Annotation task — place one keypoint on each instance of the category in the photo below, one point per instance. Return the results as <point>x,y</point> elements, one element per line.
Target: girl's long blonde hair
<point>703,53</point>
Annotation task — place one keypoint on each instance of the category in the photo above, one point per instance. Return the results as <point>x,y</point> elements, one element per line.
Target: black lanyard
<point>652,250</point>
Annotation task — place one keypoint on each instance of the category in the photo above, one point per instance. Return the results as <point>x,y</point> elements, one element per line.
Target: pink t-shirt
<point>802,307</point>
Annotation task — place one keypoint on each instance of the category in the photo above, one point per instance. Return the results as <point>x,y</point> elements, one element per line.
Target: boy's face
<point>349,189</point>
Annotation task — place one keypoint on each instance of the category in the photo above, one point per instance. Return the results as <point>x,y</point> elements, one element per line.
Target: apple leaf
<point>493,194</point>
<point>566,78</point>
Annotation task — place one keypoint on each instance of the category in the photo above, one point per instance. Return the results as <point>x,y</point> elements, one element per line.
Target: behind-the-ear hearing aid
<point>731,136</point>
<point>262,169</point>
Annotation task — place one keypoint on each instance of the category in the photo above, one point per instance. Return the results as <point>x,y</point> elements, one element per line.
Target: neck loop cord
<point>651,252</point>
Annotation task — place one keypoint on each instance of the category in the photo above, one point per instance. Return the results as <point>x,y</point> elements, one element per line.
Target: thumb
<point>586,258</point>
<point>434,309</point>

-*-*-

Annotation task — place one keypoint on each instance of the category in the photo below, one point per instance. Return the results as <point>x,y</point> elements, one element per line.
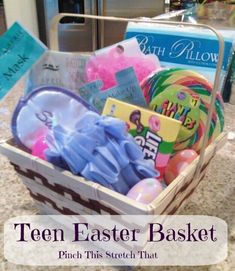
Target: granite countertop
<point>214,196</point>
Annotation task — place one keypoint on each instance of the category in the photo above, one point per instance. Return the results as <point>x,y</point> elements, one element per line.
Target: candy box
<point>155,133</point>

-*-*-

JOB:
Find every line in the material above that contains the string "Target", and copy each of those lines in full. Case counts, so only lines with the same capitalization qualify.

OUTPUT BELOW:
Target: girl's long blonde hair
Target: black lanyard
Target: pink t-shirt
Target: boy's face
Target: apple leaf
Target: behind-the-ear hearing aid
Target: neck loop cord
Target: thumb
Target: granite countertop
Target: candy box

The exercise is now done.